*PROVIDED DATA*.
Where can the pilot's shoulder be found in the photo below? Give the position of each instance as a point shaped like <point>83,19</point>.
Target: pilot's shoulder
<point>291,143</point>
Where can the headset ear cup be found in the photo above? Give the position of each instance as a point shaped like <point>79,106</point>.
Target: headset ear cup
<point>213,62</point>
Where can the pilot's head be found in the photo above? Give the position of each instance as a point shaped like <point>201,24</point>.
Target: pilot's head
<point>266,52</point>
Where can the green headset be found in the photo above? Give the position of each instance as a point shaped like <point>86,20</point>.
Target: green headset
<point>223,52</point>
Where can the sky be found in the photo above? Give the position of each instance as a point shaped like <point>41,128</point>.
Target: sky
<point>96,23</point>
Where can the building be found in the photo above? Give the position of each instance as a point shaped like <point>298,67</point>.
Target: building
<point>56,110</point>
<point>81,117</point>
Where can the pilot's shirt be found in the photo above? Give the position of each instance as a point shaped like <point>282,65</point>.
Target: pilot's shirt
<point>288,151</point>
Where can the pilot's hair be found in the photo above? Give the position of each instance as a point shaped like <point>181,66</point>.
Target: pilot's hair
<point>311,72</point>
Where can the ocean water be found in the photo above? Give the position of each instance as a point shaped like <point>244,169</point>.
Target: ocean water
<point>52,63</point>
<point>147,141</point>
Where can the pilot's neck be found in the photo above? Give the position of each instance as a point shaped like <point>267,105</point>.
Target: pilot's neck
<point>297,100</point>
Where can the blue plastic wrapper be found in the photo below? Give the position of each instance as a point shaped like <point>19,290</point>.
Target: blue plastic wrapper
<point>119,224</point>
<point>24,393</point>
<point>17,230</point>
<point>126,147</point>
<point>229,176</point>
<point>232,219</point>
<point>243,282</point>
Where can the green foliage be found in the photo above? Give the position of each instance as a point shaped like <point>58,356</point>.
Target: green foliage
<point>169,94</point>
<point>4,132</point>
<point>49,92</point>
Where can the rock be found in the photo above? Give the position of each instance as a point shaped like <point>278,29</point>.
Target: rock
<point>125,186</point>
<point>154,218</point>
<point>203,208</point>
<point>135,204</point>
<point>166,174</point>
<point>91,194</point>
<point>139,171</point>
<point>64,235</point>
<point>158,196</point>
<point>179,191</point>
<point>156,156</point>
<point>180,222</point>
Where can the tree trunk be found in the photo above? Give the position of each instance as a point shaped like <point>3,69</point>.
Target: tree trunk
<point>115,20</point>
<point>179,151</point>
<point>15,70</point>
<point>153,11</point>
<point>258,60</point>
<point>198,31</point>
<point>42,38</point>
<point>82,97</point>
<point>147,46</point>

*ACTIVITY*. Above is a listing; print exactly its lines from the one with "Where can the sky" through the one with "Where can the ocean", and no other lines.

*WRITTEN RESPONSE*.
Where can the sky be found in the photo above? Give the position of each instance as a point shaped like <point>41,128</point>.
Target: sky
<point>96,23</point>
Where can the building be found in the photo above? Give the position of each instance as a point shaped like <point>298,67</point>.
Target: building
<point>56,110</point>
<point>81,117</point>
Where can the pilot's shirt be found in the photo above? Give the position of each instance as a point shaped like <point>282,65</point>.
Target: pilot's shirt
<point>288,151</point>
Where can the pilot's hair be found in the photo above? Give the position of each instance as a point shaped like <point>181,66</point>.
Target: pilot's hair
<point>311,72</point>
Where can the ocean water be found in the photo above? Give the position of each instance as a point shaped like <point>244,169</point>.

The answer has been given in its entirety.